Location annotation dataset excerpts:
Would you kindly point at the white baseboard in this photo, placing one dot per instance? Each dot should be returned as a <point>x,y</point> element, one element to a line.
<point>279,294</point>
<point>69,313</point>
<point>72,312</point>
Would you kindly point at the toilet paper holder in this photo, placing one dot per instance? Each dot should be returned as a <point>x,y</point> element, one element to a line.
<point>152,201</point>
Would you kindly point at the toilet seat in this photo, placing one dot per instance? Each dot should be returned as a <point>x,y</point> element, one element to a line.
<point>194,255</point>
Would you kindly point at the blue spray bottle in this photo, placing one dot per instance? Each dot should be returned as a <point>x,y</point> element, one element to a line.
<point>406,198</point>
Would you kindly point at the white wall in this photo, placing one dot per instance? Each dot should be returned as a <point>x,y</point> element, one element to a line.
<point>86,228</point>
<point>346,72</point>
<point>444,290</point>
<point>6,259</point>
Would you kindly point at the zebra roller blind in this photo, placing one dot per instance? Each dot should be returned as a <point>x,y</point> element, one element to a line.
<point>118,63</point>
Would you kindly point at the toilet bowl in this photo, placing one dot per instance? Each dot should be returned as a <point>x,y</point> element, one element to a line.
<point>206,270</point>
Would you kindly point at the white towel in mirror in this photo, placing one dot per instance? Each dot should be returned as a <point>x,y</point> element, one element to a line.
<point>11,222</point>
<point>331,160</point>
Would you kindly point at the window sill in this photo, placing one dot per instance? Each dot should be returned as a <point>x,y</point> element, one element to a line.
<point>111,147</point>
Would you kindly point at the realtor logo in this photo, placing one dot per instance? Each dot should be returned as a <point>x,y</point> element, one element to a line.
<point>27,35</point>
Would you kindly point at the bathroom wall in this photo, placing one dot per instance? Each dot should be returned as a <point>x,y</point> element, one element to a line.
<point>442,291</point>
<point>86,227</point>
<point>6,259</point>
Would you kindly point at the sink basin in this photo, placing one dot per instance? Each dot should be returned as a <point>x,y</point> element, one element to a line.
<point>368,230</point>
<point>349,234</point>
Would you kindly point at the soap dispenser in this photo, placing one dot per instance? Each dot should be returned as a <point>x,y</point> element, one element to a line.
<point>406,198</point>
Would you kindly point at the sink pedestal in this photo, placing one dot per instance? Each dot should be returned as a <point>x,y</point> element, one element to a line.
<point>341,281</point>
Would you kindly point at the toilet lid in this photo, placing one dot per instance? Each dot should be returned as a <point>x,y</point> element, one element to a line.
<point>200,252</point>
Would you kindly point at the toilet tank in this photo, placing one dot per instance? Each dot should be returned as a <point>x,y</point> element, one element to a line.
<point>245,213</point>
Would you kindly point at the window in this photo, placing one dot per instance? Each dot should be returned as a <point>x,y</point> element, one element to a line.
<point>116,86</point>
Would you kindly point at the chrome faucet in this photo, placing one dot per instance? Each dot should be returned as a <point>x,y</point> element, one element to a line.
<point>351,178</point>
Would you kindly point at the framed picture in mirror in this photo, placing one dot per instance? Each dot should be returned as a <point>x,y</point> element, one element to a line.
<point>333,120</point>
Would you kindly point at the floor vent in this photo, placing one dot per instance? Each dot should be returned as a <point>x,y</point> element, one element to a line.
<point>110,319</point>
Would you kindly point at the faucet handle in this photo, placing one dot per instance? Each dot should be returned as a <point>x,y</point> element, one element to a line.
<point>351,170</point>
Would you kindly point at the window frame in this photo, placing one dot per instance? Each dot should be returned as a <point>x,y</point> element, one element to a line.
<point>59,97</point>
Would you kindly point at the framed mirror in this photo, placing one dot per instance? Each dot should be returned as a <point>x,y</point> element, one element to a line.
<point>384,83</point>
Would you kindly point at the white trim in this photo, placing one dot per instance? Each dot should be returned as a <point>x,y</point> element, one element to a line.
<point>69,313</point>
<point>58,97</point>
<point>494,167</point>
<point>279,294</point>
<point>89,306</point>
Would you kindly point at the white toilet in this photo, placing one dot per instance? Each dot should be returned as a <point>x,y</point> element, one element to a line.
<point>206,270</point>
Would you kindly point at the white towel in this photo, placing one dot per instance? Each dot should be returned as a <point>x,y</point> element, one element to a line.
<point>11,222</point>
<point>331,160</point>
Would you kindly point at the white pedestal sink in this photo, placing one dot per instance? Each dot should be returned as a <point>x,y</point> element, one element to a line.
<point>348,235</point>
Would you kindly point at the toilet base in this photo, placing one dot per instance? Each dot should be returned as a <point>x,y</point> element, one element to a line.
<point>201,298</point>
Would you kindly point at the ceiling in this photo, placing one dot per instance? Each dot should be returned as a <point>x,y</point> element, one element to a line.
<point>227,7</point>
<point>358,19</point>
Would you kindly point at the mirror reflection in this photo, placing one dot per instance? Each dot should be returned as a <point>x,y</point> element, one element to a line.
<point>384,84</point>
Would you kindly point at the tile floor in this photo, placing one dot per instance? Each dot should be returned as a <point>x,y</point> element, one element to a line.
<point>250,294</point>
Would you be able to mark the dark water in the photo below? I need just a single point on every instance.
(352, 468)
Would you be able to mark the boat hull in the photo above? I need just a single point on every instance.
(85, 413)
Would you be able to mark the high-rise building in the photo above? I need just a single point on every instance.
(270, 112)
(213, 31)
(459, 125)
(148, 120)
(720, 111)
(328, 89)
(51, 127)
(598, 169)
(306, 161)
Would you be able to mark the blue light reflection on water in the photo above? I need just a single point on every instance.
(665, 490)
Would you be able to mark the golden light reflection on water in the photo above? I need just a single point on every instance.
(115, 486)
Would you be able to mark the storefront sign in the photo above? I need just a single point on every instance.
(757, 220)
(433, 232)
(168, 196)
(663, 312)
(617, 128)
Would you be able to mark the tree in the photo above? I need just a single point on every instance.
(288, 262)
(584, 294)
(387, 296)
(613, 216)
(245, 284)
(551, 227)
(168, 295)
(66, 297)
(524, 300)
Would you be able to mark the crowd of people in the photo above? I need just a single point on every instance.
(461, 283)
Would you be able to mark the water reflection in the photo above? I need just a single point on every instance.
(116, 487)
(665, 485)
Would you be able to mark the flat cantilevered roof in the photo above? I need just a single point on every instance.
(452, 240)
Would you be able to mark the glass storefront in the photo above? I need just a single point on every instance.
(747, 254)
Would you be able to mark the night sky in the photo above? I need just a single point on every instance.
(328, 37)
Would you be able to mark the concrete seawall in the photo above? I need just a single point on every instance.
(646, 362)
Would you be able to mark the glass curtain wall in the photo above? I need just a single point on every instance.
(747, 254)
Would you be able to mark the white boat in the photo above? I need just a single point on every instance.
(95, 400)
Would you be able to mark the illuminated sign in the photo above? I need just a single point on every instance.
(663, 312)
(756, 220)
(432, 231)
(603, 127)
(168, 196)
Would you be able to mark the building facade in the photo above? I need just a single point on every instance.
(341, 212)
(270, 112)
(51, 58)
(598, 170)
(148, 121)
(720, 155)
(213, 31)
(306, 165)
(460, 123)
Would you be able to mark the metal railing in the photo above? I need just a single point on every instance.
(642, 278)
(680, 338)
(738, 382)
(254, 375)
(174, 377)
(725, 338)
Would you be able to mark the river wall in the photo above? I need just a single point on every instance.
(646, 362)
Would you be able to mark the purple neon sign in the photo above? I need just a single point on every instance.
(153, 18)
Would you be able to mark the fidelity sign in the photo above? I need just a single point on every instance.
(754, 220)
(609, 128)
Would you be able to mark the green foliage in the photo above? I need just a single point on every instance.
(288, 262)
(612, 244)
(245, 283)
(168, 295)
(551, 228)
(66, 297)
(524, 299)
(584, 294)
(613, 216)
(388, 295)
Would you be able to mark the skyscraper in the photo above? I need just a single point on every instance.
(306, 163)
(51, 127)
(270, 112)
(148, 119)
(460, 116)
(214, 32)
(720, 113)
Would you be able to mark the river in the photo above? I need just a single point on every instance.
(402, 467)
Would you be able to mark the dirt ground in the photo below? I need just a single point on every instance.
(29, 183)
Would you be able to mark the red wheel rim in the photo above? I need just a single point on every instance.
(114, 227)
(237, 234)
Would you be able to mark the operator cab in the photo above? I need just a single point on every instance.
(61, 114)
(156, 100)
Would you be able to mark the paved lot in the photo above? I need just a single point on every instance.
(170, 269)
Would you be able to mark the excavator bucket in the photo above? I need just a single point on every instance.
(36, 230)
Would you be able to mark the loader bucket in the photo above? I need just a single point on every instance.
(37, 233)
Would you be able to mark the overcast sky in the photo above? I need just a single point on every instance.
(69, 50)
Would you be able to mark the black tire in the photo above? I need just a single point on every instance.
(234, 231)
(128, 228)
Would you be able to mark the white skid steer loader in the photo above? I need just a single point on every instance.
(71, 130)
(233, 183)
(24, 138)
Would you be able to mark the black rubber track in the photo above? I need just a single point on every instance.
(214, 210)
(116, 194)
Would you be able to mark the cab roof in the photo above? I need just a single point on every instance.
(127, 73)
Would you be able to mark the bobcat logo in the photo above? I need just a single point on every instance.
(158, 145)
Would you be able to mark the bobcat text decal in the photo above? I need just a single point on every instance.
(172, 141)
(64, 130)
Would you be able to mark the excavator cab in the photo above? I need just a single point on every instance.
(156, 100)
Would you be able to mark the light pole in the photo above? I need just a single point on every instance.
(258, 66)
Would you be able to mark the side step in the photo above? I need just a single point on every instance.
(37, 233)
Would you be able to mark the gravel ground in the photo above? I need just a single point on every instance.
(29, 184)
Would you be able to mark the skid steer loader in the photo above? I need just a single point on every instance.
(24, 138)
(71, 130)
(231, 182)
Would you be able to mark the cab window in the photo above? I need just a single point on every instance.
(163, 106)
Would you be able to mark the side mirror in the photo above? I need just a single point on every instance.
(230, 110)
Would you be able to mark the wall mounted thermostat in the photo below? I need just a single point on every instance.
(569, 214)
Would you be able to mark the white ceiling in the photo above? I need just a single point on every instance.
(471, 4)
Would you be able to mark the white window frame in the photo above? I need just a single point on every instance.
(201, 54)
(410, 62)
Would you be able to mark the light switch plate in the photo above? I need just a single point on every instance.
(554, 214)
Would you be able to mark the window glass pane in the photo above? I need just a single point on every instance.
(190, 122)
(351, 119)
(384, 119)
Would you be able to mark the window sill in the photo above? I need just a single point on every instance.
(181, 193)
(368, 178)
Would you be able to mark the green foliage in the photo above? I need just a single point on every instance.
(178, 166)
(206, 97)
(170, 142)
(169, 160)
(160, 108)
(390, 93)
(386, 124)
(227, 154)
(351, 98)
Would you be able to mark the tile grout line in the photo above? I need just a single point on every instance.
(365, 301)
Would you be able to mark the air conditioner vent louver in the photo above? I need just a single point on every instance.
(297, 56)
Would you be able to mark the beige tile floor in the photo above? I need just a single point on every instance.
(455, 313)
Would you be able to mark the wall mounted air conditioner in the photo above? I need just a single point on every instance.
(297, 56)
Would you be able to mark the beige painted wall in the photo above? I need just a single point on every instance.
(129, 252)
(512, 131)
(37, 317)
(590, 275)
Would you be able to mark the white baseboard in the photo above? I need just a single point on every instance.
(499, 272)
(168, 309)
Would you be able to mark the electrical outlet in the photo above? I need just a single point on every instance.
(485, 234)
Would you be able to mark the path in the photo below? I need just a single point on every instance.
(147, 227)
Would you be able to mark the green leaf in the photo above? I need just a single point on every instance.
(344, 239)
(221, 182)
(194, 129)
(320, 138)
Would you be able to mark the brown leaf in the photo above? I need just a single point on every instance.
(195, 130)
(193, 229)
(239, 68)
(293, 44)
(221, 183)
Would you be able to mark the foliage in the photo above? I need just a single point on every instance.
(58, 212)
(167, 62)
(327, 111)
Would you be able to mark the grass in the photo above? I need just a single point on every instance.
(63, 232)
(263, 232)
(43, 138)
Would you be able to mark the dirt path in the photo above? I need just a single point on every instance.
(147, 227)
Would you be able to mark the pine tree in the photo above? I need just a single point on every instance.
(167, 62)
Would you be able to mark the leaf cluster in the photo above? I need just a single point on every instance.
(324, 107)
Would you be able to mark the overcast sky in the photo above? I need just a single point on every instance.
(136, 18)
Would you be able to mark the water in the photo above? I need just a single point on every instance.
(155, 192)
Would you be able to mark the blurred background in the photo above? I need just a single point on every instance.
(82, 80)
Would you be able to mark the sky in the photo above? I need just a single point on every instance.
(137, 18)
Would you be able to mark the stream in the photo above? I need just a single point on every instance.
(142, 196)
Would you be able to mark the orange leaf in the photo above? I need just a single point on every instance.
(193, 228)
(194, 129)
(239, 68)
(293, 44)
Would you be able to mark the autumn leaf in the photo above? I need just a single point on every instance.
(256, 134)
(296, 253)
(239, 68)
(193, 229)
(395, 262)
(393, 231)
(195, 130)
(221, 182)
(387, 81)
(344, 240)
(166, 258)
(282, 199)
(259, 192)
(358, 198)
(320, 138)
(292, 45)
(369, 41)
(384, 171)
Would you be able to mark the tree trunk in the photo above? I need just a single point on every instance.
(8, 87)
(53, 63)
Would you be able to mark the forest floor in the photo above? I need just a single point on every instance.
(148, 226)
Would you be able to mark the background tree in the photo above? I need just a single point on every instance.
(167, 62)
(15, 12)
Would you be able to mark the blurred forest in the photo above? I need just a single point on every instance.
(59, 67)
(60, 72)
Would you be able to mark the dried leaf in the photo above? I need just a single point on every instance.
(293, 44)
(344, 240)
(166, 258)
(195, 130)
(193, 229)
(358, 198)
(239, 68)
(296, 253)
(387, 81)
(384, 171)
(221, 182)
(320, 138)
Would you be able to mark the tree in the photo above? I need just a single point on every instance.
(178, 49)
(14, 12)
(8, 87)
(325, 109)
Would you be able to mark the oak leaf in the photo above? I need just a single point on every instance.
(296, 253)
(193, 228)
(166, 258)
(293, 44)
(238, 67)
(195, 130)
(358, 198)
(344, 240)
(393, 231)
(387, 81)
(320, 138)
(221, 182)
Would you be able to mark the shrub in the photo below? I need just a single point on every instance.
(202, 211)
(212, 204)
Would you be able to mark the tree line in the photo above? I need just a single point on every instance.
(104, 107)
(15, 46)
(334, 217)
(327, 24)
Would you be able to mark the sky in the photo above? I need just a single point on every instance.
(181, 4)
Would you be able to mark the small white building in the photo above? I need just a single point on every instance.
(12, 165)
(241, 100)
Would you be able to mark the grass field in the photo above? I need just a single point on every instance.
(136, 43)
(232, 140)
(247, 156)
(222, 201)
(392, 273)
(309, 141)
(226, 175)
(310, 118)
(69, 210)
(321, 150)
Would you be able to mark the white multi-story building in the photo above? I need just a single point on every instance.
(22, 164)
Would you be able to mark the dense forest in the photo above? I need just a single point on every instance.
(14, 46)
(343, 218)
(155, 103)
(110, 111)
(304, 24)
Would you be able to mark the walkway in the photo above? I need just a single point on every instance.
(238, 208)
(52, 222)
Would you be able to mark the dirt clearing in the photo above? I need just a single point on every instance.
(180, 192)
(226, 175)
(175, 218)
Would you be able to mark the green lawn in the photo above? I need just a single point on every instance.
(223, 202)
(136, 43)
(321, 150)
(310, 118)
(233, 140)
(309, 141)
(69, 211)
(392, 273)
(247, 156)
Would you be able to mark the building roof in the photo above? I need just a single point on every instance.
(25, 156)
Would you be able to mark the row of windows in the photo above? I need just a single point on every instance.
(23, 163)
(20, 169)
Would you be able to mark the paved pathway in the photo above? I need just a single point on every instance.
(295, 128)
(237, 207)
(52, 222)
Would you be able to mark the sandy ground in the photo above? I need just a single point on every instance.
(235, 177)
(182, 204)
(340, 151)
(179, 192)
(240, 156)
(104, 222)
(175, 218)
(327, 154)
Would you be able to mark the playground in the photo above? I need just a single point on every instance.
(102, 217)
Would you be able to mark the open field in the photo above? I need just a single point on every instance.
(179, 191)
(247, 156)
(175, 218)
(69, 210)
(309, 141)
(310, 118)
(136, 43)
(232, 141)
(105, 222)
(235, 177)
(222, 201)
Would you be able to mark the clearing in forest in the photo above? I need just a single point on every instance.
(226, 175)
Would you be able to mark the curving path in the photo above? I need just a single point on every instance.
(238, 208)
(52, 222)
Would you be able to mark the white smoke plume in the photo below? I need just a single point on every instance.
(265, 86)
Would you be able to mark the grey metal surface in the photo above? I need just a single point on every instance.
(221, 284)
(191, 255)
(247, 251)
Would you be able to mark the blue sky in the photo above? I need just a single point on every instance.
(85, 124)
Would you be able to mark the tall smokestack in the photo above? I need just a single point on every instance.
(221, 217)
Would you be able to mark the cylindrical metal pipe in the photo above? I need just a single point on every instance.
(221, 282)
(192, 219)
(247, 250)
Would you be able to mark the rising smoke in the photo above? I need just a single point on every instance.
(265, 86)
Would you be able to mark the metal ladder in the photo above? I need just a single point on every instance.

* **Aim**: Rewrite the items between the lines holding "Would you kindly point at the window in" and "<point>59,97</point>", inclusive, multiplying every coordinate in the answers by 1.6 and rounding to whole numbers, with halves rounded up; keep all other text in those lines unchanged.

* **Exercise response**:
Would you kindly point at the window in this photo, placing one dot per instance? Each dot should be returned as a <point>x,y</point> element, one element to a line.
<point>186,138</point>
Would you kindly point at the chrome faucet in this photo, placing one dot per instance? Each dot should be returned as a <point>x,y</point> element, one element to a line.
<point>562,285</point>
Would you kindly point at the framed picture in mirror in this photo, placing one dot per instance? Each dot should be returned as a <point>x,y</point> element, one element to a line.
<point>533,192</point>
Would you kindly point at the floor vent in this photo, placing one dot per instance? Each dot should be returned as a <point>x,y</point> element, one element to a line.
<point>176,510</point>
Would you kindly point at the faucet handle in this photo, placing one dot per instance? Each dot should be returned as a <point>x,y</point> element, one element to a line.
<point>562,272</point>
Would you kindly point at the window frame in this photo, placing one dot per instance? Each dot should be returned as a <point>x,y</point> element, one element to a line.
<point>94,155</point>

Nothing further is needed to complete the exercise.